Spatial localization data
= = = =
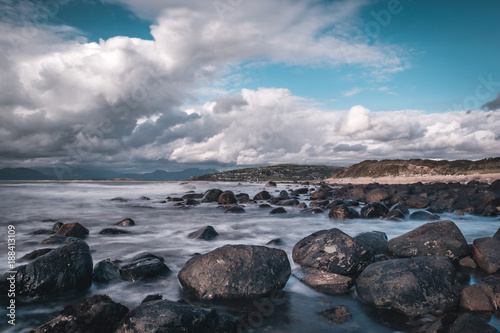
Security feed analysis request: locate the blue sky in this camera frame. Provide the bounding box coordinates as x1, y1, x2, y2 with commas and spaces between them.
0, 0, 499, 172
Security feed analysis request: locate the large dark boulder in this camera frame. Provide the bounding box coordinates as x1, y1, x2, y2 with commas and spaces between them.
360, 202, 389, 219
120, 253, 171, 281
387, 220, 469, 261
115, 299, 235, 333
471, 237, 500, 274
93, 259, 122, 283
30, 294, 129, 333
354, 231, 388, 255
356, 256, 458, 316
178, 245, 290, 300
328, 202, 359, 220
2, 238, 92, 296
202, 189, 223, 203
292, 228, 374, 276
187, 226, 219, 240
218, 191, 237, 205
253, 190, 271, 201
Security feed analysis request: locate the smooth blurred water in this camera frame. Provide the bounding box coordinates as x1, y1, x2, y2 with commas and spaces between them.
0, 181, 499, 332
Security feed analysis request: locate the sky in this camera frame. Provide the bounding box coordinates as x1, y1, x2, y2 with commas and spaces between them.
0, 0, 500, 173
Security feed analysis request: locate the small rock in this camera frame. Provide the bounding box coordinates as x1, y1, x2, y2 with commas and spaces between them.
259, 203, 272, 208
265, 181, 277, 187
270, 207, 287, 214
292, 267, 353, 295
459, 284, 494, 312
93, 259, 122, 283
409, 210, 440, 221
301, 208, 324, 215
99, 228, 131, 235
55, 222, 89, 238
120, 255, 171, 282
458, 256, 477, 269
201, 189, 223, 202
218, 191, 238, 205
390, 203, 409, 215
449, 313, 497, 333
360, 202, 389, 218
110, 197, 127, 202
139, 196, 150, 200
115, 218, 135, 226
187, 226, 219, 240
318, 306, 352, 324
253, 190, 271, 201
471, 237, 500, 274
266, 238, 285, 246
141, 294, 163, 304
405, 196, 431, 209
224, 206, 245, 214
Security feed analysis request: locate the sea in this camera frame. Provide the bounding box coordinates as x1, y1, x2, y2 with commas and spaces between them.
0, 181, 499, 332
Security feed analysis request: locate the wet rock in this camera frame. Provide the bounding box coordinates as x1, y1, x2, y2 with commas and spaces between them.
99, 228, 131, 235
387, 220, 469, 261
115, 299, 235, 333
55, 222, 89, 238
115, 218, 135, 226
449, 313, 497, 333
266, 181, 277, 187
292, 228, 374, 276
218, 191, 238, 205
253, 190, 272, 201
270, 207, 287, 214
360, 202, 389, 218
224, 206, 245, 214
298, 202, 307, 209
346, 187, 365, 201
141, 294, 163, 304
202, 189, 223, 202
30, 294, 129, 333
188, 226, 219, 240
354, 231, 388, 255
178, 245, 290, 300
427, 205, 444, 214
185, 198, 201, 205
405, 196, 431, 209
40, 235, 68, 245
2, 238, 93, 296
471, 237, 500, 274
309, 199, 329, 207
52, 222, 64, 232
275, 199, 300, 206
292, 267, 353, 295
310, 191, 327, 200
120, 253, 171, 282
356, 256, 458, 316
481, 274, 500, 308
409, 210, 440, 221
459, 284, 494, 312
328, 202, 359, 220
266, 238, 285, 246
390, 203, 409, 215
93, 259, 122, 283
182, 193, 203, 200
365, 188, 391, 204
259, 203, 272, 208
318, 306, 352, 324
385, 209, 405, 220
19, 248, 53, 262
459, 256, 477, 269
301, 208, 324, 215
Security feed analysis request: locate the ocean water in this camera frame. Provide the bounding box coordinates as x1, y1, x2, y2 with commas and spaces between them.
0, 181, 499, 332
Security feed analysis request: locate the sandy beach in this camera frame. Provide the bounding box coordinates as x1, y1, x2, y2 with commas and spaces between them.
329, 173, 500, 185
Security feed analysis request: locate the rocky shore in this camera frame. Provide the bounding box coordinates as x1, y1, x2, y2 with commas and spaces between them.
2, 179, 500, 332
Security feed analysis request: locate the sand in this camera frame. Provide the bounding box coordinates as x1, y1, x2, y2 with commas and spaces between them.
328, 173, 500, 185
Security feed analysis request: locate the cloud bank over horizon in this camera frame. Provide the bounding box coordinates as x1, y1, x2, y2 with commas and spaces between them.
0, 0, 499, 172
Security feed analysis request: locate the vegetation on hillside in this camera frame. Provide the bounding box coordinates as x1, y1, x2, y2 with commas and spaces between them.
332, 157, 500, 178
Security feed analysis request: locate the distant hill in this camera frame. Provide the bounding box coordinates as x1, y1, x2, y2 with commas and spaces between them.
0, 168, 57, 180
0, 167, 218, 181
190, 164, 345, 181
120, 168, 219, 181
332, 157, 500, 179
= = = =
Required work: Repeat the data verbatim, excluding all pictures.

Completed task:
Security feed analysis request: locate the blue sky in this camera frame. Provide the bounding box coordinates as x1, y1, x2, y2 with commas and spaces between them.
0, 0, 499, 172
Security feed analysis request: locate the large dark boulder in this camera frame. Provide the bounding box coordinates as x1, y1, x2, y2 with commas and spaces between them.
360, 202, 389, 219
120, 253, 171, 281
387, 220, 469, 261
115, 299, 235, 333
471, 237, 500, 274
93, 259, 122, 283
30, 294, 129, 333
354, 231, 388, 255
356, 256, 458, 316
178, 245, 290, 300
328, 202, 359, 220
2, 238, 92, 296
202, 189, 223, 203
292, 228, 374, 276
187, 226, 219, 240
218, 191, 237, 205
253, 190, 271, 201
Security feed analysis request: locate the smooth blurred water in this camera frame. Provide the bounding box coordinates as x1, y1, x2, y2 with commas and spaces between them.
0, 181, 499, 332
Security feed analysis request: locate the sky in this camera frame. Provide the bounding box coordinates as x1, y1, x2, y2 with commas and spaces between them.
0, 0, 500, 173
Security feed analysis request: locate the small rock in this camera frame. Provide the bounding box coordinates as x1, y1, x2, y2 with commas and spaces between them.
259, 203, 272, 208
265, 181, 277, 187
270, 207, 287, 214
292, 267, 353, 295
459, 284, 494, 312
93, 259, 122, 283
409, 210, 440, 221
301, 208, 324, 215
99, 228, 131, 235
55, 222, 89, 238
120, 255, 171, 282
458, 256, 477, 269
201, 189, 223, 202
218, 191, 238, 205
390, 203, 409, 215
449, 313, 497, 333
360, 202, 389, 218
110, 197, 127, 202
139, 196, 150, 200
115, 218, 135, 226
187, 226, 219, 240
318, 306, 352, 324
253, 190, 271, 201
471, 237, 500, 274
266, 238, 285, 246
141, 294, 163, 304
405, 196, 431, 209
224, 206, 245, 214
Security feed analysis request: locate the sea in this camera frame. Provide the bounding box coordinates as x1, y1, x2, y2 with commas and spaces between them.
0, 181, 499, 332
Security feed analysis request: locate the wet rock in this camera frame. Provide the bounding box coordinates as x1, y1, x2, y2 with commas and spaces between them.
99, 228, 131, 235
387, 220, 469, 261
115, 299, 235, 333
55, 222, 89, 238
115, 218, 135, 226
449, 313, 497, 333
266, 181, 277, 187
292, 228, 374, 276
218, 191, 238, 205
253, 190, 272, 201
270, 207, 287, 214
360, 202, 389, 218
224, 206, 245, 214
298, 202, 307, 209
346, 187, 365, 201
141, 294, 163, 304
202, 189, 223, 202
30, 294, 129, 333
188, 226, 219, 240
354, 231, 388, 255
178, 245, 290, 300
427, 205, 444, 214
185, 198, 201, 205
405, 196, 431, 209
40, 235, 68, 245
2, 238, 93, 296
471, 237, 500, 274
309, 199, 329, 207
52, 222, 64, 232
275, 199, 300, 206
292, 267, 353, 295
310, 191, 327, 200
120, 253, 171, 282
356, 256, 458, 316
481, 274, 500, 308
409, 210, 440, 221
459, 284, 494, 312
328, 202, 359, 220
266, 238, 285, 246
390, 203, 409, 215
93, 259, 122, 283
182, 193, 203, 200
365, 188, 391, 204
259, 203, 272, 208
318, 306, 352, 324
385, 209, 405, 220
19, 248, 53, 262
459, 256, 477, 269
301, 208, 324, 215
Security feed analysis request: locate the ocean water in this camera frame. Provide the bounding box coordinates as x1, y1, x2, y2 with commas and spaces between them.
0, 181, 499, 332
Security feed analysis request: locate the sandy beach in this camera frame. Provide the bounding box coordinates as x1, y1, x2, y2 with commas and spaces between them.
329, 173, 500, 185
Security feed analysis request: locate the rocky shore in this camera frame. Provide the bounding box coordinates as x1, y1, x2, y2 with commas and spaces between them.
2, 179, 500, 332
Security feed analysis request: locate the sand in this camera frame. Provide the bounding box coordinates as x1, y1, x2, y2 with commas and spaces between them.
328, 173, 500, 185
Security feed analysis request: locate the cloud bank over horizon in this camera frame. Provide the bounding box coordinates as x1, y1, x2, y2 with commas and spaces between them.
0, 0, 499, 172
Security feed analysis request: locate the vegetation on hillside in this camera frame. Provide the bounding box coordinates as x1, y1, x2, y2 with commas and spaces between them.
332, 157, 500, 178
Security feed analysis request: locate the distant hill in this camera frame. Provide the bounding box coordinates as x1, y1, x2, y2 with commas and spaces between them.
0, 168, 57, 180
0, 167, 218, 181
190, 164, 345, 181
120, 168, 219, 181
332, 157, 500, 179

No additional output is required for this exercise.